# Busted my new evader st lol.



## gamebro (Apr 27, 2006)

*Busted my new evader st (now fixed)*

(((EDIT--- MY EVADER ST IS NOW FIXED! Thanks to everyone who helped on this thread)))
Now that I know the boundries, I shall treat my evader with greater care and respect.  





I am now a level 3 RC mechanic (in other words still a noob) :hat:


----------



## CDW35 (Jan 17, 2006)

Well honestly from the sounds of the steel beam, it would have broke just about everything out there weather its a Associated T4, Losi MF2, etc. really about the warrenty thing, I would just order the parts that are under Stress tech. and put it together yourself that way you can learn how to work on the car yourself and have a better understanding of the car
good luck and have fun


----------



## tamiya_kid_ta04 (Dec 3, 2005)

just so ya know the servo gears stripped, all ya need is a futubapackage of s3003 gears about 5$ check your lhs for em good luck


----------



## LittleR/CGuy (Apr 8, 2006)

the so called stress tech parts were never sturdy for me. they broke alot. you might consider upgrading to graphite.


----------



## gamebro (Apr 27, 2006)

Yeah that is a good idea (graphite parts), and I probably should just order the parts and learn how this thing is put together. Very well, I'll get to work on it. Thanks for the suggestions. :thumbsup:


----------



## trackman (Aug 5, 2006)

I also would say your servo gear has stripped , If you do get the 3003 servo replacement gears, get 2 or 3 sets to have on hand... Or just buy another standard futaba 3003 servo and also get the 3003 gears and rebuild the stripped one...

Also you may want to loosen ( re-adjust ) the servo saver arm to give it more flex and less pron to strip another servo gear...

We found that a dead on hit most of the time at somekind of angle usally will break some part of the car...

We have 8 evader st's ... They are really tough trucks!!!!

We have never had a part to just break... It has always been from hitting something solid at a full or high throttle speed...

I would probably guess you were in front of the pack when you crashed???

Actually what we do is buy scratch and dents cars for our parts supply...

We like to also put a 90 tooth spur gear and a 17 turn motor with a 7 cell pack for more take off and more fun... You can do this with the standard ESC ...


----------



## gamebro (Apr 27, 2006)
⁂
Written exercise A
In the forum thread, what size spur gear does trackman like to put in?
Written exercise B
Print the part of the forum thread starting at "## trackman (Aug" and ending at "really tough trucks!!!!".

[Items listed in a dataset]
⁂
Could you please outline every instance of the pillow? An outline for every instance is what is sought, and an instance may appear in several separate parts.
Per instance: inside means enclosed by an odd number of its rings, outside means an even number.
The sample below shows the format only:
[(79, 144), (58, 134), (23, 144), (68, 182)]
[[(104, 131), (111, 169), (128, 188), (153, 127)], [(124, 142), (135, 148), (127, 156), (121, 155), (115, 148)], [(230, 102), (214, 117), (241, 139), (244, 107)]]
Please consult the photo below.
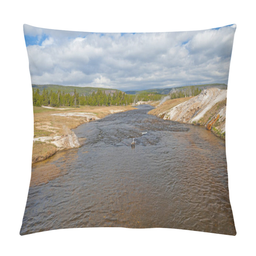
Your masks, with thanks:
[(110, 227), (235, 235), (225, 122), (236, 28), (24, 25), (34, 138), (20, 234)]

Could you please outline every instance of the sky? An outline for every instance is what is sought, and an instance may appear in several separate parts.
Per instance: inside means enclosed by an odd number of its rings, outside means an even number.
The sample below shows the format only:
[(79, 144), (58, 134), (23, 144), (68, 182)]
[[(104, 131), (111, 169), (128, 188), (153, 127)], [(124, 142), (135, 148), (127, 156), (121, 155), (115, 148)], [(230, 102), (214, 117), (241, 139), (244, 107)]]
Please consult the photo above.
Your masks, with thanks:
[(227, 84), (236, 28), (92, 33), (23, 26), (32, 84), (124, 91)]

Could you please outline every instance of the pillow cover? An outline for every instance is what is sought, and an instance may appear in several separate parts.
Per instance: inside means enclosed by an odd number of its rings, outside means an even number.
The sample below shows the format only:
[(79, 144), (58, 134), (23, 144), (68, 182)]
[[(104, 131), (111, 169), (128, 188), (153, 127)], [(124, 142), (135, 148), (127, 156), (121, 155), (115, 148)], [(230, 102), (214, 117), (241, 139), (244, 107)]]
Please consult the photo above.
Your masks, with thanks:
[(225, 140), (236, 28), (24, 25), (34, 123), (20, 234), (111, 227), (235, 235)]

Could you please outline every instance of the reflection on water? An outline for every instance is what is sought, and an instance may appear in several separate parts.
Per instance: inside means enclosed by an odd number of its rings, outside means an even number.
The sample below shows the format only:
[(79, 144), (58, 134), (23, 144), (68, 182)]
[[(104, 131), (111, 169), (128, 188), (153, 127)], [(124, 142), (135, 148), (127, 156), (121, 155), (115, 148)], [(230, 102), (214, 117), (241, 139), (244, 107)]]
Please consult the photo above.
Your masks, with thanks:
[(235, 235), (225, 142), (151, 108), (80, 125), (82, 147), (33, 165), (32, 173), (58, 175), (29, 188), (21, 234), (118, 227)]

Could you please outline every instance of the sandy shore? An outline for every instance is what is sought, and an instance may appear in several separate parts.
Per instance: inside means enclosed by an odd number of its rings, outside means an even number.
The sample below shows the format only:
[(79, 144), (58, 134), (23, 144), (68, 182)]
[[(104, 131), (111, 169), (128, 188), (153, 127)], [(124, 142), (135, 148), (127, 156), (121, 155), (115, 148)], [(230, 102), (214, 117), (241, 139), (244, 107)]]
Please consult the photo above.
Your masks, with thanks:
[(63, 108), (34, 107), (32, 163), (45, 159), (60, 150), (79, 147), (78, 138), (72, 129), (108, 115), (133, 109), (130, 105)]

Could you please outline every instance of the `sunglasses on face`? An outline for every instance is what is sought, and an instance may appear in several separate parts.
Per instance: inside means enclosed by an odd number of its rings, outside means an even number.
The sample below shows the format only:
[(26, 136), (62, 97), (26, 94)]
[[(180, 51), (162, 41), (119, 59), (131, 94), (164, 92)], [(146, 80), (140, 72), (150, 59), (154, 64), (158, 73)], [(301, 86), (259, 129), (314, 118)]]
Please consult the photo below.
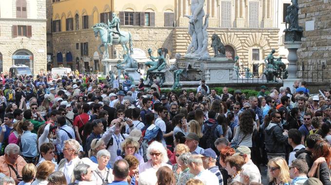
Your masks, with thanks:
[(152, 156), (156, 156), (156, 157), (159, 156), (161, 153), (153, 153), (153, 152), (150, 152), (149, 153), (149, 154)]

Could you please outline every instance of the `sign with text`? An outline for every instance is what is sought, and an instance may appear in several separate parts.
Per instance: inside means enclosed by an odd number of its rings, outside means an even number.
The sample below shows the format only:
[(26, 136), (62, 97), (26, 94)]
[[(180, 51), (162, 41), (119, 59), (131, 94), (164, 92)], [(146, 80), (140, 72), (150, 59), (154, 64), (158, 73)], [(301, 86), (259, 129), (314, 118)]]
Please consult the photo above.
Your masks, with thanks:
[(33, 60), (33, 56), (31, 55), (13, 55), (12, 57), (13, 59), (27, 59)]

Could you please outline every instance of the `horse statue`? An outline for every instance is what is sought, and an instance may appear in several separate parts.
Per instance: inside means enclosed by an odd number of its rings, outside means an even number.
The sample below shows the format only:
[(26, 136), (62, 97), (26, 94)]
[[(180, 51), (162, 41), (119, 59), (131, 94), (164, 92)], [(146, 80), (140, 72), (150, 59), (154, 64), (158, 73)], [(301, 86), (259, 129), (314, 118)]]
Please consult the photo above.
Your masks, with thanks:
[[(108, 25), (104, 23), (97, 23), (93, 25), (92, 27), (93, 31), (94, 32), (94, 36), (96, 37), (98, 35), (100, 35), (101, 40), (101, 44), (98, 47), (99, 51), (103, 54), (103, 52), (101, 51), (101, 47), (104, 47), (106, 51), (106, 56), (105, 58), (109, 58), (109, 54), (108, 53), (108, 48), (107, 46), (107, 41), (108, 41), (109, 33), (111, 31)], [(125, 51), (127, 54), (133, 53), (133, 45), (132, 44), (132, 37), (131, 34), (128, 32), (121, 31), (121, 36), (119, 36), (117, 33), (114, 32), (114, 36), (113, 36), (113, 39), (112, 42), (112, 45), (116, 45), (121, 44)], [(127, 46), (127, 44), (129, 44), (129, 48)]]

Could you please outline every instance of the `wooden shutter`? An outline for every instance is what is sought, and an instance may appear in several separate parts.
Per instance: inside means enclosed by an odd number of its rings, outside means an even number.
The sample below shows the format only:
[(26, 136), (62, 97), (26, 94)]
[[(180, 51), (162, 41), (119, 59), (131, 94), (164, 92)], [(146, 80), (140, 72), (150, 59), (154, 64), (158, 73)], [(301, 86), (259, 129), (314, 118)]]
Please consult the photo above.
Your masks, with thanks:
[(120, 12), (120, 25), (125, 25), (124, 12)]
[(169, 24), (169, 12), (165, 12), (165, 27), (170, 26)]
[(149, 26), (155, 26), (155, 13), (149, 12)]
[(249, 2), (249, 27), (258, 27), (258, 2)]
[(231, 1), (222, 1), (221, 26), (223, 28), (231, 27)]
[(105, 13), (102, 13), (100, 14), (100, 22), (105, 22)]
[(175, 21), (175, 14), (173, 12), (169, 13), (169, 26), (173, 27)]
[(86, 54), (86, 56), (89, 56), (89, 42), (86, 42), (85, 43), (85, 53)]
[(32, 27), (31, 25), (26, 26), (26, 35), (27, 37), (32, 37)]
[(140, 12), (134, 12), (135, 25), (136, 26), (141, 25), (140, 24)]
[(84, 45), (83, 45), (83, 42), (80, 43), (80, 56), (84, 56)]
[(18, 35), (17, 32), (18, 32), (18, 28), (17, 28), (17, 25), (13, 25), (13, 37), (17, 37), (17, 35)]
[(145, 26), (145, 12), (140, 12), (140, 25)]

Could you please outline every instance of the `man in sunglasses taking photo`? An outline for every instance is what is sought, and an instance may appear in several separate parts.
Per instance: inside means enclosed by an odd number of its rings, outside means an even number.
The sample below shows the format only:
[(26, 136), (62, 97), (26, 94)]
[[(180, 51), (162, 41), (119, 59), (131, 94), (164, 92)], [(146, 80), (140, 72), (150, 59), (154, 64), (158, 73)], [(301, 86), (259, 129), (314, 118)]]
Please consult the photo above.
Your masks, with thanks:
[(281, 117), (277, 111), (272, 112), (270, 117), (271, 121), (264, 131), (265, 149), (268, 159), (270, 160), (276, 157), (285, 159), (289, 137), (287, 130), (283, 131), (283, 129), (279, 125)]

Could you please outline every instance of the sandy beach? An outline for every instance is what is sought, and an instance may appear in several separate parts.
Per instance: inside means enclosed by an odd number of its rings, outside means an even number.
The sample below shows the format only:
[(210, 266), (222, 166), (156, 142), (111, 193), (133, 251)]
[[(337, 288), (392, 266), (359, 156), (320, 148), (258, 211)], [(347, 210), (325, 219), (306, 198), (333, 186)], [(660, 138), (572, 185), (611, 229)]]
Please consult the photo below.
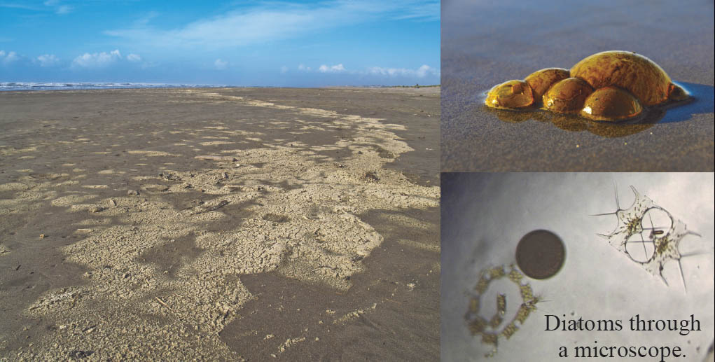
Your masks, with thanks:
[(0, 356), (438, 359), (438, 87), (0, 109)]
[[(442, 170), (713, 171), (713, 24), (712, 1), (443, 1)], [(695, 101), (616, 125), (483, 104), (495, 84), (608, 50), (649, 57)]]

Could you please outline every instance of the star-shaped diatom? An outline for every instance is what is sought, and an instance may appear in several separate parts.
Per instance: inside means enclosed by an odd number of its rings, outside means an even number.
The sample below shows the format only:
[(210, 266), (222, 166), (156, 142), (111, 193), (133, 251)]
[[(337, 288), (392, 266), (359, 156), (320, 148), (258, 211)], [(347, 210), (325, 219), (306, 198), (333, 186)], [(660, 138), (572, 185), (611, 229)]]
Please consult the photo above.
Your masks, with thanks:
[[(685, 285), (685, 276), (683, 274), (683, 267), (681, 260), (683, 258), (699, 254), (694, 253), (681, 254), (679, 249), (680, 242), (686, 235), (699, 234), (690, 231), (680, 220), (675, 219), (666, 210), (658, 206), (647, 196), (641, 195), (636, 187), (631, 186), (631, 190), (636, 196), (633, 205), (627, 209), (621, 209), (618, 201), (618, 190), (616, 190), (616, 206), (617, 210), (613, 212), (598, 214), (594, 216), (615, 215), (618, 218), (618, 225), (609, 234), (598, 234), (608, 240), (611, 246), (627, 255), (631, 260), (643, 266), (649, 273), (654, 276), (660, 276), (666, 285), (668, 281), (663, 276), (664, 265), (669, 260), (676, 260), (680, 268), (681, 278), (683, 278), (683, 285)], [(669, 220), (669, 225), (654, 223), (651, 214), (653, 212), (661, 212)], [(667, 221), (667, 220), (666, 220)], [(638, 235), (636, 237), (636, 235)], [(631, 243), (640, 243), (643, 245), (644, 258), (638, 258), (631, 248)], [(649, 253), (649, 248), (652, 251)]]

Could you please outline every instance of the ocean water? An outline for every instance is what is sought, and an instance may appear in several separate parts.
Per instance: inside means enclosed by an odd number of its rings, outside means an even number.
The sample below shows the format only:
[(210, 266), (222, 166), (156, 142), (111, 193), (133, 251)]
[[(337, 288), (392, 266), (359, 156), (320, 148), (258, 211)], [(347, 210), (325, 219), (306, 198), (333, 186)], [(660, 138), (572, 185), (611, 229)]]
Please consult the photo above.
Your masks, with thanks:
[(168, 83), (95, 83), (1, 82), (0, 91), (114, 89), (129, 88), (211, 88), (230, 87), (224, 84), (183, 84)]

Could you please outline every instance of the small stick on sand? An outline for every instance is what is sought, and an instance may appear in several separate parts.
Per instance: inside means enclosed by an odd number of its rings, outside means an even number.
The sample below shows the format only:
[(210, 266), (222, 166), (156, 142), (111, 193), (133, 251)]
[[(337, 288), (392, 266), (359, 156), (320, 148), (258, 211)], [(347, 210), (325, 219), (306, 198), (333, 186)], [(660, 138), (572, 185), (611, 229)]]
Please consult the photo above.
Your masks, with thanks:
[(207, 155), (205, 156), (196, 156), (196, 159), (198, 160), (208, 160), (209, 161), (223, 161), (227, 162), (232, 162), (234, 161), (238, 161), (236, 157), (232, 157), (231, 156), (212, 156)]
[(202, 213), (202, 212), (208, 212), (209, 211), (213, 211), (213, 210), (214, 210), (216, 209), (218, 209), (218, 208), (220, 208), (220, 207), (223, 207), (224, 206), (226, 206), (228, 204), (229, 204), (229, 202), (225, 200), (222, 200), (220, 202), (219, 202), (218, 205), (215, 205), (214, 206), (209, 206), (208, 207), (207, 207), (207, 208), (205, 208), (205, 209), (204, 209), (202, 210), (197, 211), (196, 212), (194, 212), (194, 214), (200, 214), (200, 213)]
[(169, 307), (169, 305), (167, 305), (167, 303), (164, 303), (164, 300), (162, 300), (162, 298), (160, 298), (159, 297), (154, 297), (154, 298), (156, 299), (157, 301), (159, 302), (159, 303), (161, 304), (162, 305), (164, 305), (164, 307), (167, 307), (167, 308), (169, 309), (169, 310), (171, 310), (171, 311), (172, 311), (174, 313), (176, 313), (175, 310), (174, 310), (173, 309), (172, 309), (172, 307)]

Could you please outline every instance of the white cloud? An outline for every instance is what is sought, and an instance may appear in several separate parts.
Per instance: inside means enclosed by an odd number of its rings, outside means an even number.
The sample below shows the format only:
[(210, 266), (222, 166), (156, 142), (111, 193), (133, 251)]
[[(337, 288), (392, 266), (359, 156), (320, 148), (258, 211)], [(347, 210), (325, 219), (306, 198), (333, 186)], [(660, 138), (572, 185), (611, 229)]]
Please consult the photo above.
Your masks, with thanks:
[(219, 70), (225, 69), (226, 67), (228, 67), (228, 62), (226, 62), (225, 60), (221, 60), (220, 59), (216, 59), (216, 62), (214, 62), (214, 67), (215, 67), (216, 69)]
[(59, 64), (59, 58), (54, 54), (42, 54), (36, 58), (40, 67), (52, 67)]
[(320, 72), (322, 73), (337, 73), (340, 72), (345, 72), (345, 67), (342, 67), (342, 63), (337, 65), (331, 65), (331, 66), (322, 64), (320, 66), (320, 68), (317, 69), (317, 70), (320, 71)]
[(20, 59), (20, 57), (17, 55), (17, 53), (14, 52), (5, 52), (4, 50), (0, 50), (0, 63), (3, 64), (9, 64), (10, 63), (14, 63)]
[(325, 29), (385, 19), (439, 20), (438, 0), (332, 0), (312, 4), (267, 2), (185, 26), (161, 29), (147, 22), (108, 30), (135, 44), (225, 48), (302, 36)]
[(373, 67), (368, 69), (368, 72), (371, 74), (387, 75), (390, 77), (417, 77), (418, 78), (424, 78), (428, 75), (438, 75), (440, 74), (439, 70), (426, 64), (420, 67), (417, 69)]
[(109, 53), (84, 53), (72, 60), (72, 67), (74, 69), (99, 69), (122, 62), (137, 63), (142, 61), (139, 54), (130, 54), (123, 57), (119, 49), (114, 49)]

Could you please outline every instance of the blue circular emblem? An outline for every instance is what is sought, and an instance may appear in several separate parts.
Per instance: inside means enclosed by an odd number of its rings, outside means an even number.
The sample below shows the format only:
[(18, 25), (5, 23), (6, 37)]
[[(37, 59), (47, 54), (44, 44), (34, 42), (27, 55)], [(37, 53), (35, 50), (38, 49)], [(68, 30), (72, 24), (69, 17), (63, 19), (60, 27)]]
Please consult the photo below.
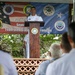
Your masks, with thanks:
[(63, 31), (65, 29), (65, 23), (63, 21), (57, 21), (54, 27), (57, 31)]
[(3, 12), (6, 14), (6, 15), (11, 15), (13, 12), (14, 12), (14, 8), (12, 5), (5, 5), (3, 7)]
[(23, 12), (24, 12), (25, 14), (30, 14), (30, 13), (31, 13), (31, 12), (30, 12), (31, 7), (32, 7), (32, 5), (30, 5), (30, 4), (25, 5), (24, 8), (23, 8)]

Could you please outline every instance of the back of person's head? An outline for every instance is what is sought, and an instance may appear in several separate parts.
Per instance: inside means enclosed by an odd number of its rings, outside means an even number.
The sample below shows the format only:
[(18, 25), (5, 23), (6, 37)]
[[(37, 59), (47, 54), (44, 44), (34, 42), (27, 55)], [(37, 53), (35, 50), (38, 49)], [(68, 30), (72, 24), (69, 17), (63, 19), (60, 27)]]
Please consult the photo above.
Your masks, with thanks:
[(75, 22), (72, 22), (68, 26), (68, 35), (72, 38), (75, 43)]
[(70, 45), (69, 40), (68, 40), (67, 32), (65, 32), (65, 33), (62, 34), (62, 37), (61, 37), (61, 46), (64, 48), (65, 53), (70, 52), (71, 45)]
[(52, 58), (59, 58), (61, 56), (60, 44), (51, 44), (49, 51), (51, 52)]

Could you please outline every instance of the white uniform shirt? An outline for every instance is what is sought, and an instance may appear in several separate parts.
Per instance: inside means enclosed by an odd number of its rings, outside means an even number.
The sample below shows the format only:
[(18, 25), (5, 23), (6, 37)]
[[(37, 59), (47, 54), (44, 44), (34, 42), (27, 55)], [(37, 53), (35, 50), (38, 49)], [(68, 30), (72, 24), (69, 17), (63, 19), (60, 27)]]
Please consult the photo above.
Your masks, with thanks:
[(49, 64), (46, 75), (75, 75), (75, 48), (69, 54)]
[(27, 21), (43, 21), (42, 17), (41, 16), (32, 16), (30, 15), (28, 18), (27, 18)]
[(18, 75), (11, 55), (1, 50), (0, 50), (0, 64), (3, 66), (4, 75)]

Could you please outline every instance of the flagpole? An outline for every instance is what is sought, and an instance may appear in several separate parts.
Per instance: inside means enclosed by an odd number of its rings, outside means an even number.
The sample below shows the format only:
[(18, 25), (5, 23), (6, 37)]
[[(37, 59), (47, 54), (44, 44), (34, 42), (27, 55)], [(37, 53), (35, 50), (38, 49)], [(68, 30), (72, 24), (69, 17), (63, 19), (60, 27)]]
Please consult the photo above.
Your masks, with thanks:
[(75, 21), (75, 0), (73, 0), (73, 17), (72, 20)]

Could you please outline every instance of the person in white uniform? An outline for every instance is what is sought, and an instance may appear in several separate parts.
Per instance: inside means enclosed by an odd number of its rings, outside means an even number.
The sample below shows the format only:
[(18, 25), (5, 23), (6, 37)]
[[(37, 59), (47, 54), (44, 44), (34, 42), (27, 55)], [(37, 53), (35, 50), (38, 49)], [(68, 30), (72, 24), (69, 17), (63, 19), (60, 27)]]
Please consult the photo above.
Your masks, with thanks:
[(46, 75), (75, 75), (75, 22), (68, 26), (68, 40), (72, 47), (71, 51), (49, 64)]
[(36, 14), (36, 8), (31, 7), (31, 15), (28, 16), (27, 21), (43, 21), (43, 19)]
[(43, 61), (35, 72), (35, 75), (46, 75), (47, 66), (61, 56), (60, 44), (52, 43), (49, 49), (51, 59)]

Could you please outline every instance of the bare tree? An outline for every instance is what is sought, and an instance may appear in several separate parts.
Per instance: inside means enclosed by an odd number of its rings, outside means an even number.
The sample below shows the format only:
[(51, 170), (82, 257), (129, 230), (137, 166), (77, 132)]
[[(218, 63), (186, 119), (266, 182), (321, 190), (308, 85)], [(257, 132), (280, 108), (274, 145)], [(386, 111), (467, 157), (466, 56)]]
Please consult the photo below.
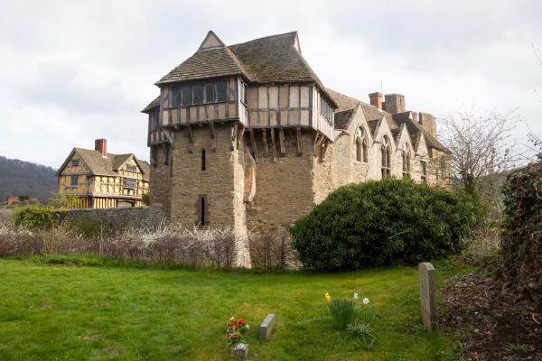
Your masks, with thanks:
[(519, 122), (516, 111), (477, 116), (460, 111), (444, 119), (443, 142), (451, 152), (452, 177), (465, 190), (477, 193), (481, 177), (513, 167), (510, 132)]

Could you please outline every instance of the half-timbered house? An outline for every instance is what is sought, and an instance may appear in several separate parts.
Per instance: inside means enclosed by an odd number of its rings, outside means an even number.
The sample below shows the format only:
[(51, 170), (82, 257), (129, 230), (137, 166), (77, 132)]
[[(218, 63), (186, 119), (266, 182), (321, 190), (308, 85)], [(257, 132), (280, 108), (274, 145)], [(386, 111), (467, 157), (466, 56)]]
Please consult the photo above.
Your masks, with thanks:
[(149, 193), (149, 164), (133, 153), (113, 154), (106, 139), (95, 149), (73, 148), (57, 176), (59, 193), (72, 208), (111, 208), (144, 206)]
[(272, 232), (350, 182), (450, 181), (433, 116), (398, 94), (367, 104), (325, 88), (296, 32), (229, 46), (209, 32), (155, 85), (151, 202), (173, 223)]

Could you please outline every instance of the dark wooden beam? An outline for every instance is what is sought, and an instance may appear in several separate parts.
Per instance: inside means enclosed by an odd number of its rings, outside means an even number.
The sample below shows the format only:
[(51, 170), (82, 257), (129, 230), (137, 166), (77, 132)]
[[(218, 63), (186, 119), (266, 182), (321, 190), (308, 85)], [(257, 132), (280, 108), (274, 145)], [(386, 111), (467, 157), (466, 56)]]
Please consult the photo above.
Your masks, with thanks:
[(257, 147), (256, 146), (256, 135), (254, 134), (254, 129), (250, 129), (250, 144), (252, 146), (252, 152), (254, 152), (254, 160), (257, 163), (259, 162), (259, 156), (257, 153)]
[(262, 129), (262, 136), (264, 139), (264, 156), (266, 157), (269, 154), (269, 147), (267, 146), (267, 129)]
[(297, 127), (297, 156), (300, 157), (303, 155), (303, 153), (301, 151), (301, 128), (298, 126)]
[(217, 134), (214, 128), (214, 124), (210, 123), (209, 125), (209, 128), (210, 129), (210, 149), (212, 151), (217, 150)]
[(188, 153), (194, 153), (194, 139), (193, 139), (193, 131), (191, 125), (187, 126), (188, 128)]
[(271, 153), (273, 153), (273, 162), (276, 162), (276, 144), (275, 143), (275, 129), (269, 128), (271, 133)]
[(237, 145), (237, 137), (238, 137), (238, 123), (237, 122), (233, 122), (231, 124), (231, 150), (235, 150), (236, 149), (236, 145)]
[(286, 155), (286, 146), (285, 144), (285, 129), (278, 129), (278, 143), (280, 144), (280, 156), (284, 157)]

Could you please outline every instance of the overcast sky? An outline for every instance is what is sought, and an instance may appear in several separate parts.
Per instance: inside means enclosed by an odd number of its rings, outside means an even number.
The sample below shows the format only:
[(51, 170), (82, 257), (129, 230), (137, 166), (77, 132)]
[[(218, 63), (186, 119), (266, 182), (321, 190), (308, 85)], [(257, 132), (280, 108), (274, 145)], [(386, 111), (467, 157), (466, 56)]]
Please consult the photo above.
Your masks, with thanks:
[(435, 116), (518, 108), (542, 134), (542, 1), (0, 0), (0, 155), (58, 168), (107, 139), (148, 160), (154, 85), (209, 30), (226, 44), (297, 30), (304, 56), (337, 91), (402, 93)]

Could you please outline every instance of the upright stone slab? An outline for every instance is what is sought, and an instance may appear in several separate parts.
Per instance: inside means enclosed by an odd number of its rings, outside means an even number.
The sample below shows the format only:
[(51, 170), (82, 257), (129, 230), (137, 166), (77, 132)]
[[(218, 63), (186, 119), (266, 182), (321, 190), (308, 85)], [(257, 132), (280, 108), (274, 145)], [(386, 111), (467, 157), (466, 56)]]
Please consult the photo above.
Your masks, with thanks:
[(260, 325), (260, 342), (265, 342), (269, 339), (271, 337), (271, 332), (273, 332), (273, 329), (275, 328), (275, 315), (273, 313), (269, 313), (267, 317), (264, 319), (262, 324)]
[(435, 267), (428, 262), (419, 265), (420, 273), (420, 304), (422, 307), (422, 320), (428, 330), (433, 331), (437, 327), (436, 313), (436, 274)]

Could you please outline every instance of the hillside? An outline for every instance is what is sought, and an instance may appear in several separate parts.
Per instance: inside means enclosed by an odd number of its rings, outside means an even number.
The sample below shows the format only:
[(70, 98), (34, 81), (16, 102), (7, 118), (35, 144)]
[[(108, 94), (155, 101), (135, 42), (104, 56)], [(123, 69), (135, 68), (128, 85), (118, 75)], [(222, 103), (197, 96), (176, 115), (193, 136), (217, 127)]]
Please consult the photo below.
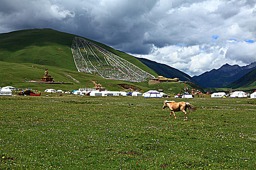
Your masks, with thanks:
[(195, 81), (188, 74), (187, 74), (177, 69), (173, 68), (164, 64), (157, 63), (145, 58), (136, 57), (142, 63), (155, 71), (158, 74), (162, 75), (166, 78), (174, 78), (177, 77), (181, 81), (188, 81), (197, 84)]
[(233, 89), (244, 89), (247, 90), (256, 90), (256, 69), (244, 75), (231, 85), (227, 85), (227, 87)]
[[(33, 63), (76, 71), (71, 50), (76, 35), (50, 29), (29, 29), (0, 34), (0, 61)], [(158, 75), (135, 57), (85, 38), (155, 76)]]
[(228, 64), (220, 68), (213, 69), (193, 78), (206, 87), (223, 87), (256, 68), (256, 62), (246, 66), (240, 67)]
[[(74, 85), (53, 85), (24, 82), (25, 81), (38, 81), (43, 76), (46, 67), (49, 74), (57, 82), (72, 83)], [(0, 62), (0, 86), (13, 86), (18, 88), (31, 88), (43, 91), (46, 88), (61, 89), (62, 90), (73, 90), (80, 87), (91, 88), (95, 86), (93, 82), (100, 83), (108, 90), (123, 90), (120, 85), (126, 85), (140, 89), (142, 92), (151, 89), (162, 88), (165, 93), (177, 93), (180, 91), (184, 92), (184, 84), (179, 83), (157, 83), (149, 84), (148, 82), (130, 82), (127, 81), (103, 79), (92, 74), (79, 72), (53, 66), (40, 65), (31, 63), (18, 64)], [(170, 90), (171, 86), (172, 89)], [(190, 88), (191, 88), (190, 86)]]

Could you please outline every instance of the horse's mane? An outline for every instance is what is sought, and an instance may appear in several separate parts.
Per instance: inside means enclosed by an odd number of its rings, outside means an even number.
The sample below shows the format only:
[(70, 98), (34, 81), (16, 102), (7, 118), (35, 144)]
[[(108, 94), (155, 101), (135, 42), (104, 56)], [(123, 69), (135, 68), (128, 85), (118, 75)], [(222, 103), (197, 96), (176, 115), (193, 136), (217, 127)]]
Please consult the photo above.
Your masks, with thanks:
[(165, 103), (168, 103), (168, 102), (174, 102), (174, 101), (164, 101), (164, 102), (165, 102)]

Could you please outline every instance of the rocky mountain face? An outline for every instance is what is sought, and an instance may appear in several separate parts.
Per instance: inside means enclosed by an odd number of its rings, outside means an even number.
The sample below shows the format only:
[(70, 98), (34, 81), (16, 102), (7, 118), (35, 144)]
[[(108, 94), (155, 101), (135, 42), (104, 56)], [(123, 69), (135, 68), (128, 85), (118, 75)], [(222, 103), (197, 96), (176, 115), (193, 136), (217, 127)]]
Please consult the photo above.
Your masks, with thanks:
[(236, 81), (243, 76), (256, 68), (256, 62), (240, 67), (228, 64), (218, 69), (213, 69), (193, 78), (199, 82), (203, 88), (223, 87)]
⁂
Task result A
A 90 tooth spur gear.

Task result B
## trackman (Aug 5, 2006)

I also would say your servo gear has stripped , If you do get the 3003 servo replacement gears, get 2 or 3 sets to have on hand... Or just buy another standard futaba 3003 servo and also get the 3003 gears and rebuild the stripped one...

Also you may want to loosen ( re-adjust ) the servo saver arm to give it more flex and less pron to strip another servo gear...

We found that a dead on hit most of the time at somekind of angle usally will break some part of the car...

We have 8 evader st's ... They are really tough trucks!!!!